If you’ve read many of these Marvel Madness posts, one thing becomes abundantly clear. The 1970’s were a wild time at Marvel Comics. It seems like anything went, and all sorts of truly insane stories were being pumped out, full of appearances by real celebrities, cameos of the creators themselves, and occasionally just straight-up ripoffs of famous movies. And, it’s that last one that brings me to the issue we’ll be discussing today. Because I have grown quite fond of stumbling upon these weird movie parody issues, which can run the gamut from Moon Knight stopping a villain whose plan is more or less the same from Live and Let Die to Spider-Man fighting a giant mud-man that ends up riffing on King Kong to the point that the old webhead even just turns to the reader at one point and admits that that’s what’s going on. It’s not exactly the easiest subset of comics to seek out, so it’s just a pleasant little surprise while working my way through various series, so you can imagine my delight when I pulled up this issue of Ghost Rider, which by all accounts appeared to be a parody of Jaws. It features Ghost Rider fighting a shark, it uses the word “Jaws” on it, and it came out months after the movie became an absolute blockbuster. So, you can imagine my absolute shock when it turned out that this issue was more of a parody of the George C Scott classic, Day of the Dolphin.
The issue begins with Johnny Blaze happily driving through Baja, California, taking a much-needed break from his new gig as a stunt-man on a television show filming in Hollywood. But, he’s been given a small vacation, and he’s decided to head South into Mexico to drive around and get into motorcycle-themed shenanigans. But, he immediately reaches a bit of a speed-bump when he reaches the border, because the Mexican officials running the checkpoint seem to be deadset against letting “motorcycle gangs” in. Johnny tries to explain that he’s just a guy on a motorcycle, not a gang member, but that doesn’t seem to do anything. So, Johnny just bribes the guy, and gets let into the country. He’s a little irritated about that, but that irritation starts to fade away as he rides down the highway, looking at how beautiful the landscape is, and how wonderful things are outside of Los Angeles. And, he has this realization while driving past a small cottage on the sea. And, we end up seeing that zooming inside of that cottage to see the two perfectly normal people inside. Namely, a father and daughter getting into a heated argument while the father prepares to start sniping a group of dolphins who are swimming by.
::::::::
Problems.
A - According to the Ghost Rider post, which George C Scott film does the issue turn out to parody?
B - Resume the Ghost Rider post after its final sentence, keeping its tone and carrying the plot summary forward.

Excerpts from a detection dataset:
::::::::
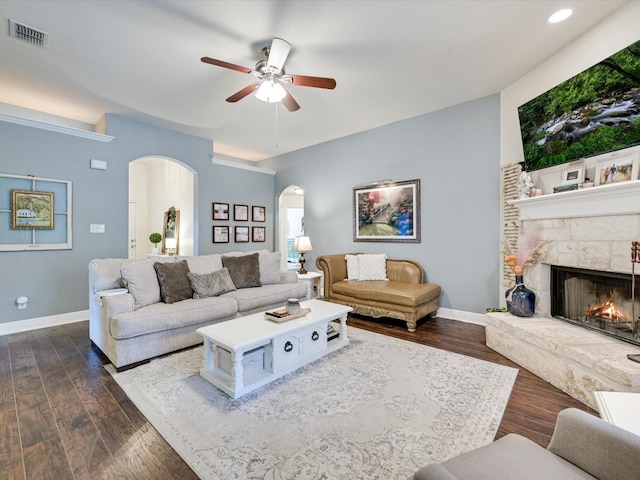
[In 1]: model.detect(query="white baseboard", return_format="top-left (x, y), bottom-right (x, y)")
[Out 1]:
top-left (438, 307), bottom-right (487, 327)
top-left (0, 310), bottom-right (89, 336)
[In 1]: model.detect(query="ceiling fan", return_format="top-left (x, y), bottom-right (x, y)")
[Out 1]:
top-left (200, 37), bottom-right (336, 112)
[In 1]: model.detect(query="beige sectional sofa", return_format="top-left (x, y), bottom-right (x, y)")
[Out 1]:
top-left (89, 250), bottom-right (307, 368)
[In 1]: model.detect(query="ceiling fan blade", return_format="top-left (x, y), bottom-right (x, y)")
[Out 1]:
top-left (282, 74), bottom-right (336, 90)
top-left (227, 82), bottom-right (260, 103)
top-left (267, 37), bottom-right (291, 72)
top-left (200, 57), bottom-right (253, 73)
top-left (281, 92), bottom-right (300, 112)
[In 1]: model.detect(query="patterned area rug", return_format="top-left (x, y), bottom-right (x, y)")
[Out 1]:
top-left (113, 328), bottom-right (518, 480)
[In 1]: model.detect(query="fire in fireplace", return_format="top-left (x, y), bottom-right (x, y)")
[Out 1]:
top-left (551, 266), bottom-right (640, 345)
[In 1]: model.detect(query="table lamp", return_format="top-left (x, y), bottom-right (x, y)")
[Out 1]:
top-left (164, 238), bottom-right (178, 255)
top-left (293, 236), bottom-right (313, 274)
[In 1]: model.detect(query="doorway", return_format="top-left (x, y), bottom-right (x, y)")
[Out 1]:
top-left (278, 185), bottom-right (304, 270)
top-left (129, 156), bottom-right (198, 258)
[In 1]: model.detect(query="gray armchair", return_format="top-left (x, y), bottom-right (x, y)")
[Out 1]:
top-left (413, 408), bottom-right (640, 480)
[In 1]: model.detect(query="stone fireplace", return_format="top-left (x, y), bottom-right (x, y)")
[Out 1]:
top-left (486, 181), bottom-right (640, 408)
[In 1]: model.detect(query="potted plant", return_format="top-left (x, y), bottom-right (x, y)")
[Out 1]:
top-left (149, 232), bottom-right (162, 254)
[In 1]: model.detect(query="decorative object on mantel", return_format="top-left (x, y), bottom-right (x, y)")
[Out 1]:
::::::::
Per-task answers.
A - Day of the Dolphin

B -
Johnny is obviously a little put off by the sudden gun-shot echoing down the bay, and begins to drive towards the cottage to investigate. Meanwhile, inside the cottage, we see the father, Frank Phillips, getting into an argument with his daughter Nancy. It’s clear the shooting dolphins is something that Frank does on a regular basis, and it’s really starting to bother Nancy. But, Frank, an obviously unhinged person, doesn’t really care about Nancy’s opinions, and ends up smacking her and yelling about how he’s the father, and he’s in charge. He then takes aim at another dolphin, getting ready to just keep killing them, when Nancy attacks him again, slamming into his gun right as he pulls the trigger. This sends the bullet way off of its trajectory, missing the dolphins completely, and hitting Johnny’s motorcycle.
Johnny crashes his bike and wipes out in the sand. And, he’s not happy. He pulls himself up out of the sand, and begins storming off to the cottage, wanting to figure out why people are shooting at him, and punish them for it. And, when he gets there he ends up finding Frank beating up Nancy again, and he can’t abide that. So, he starts yelling at Frank, and throws his gun off into the sand, while trying to figure out what in the world is going on. But, while Johnny is getting ready to beat up Frank, Nancy stops them. She tells Johnny that her father didn’t mean anything, and that he’s a very unwell man, and storms off. Johnny’s pretty confused by all of this, but follows Nancy after he’s told that she has tools he could use to fix his bike. But, before doing this, he just ends up talking with Nancy, asking her what’s going on, and why her dad hates dolphins so damn much. And, the answer is fascinating.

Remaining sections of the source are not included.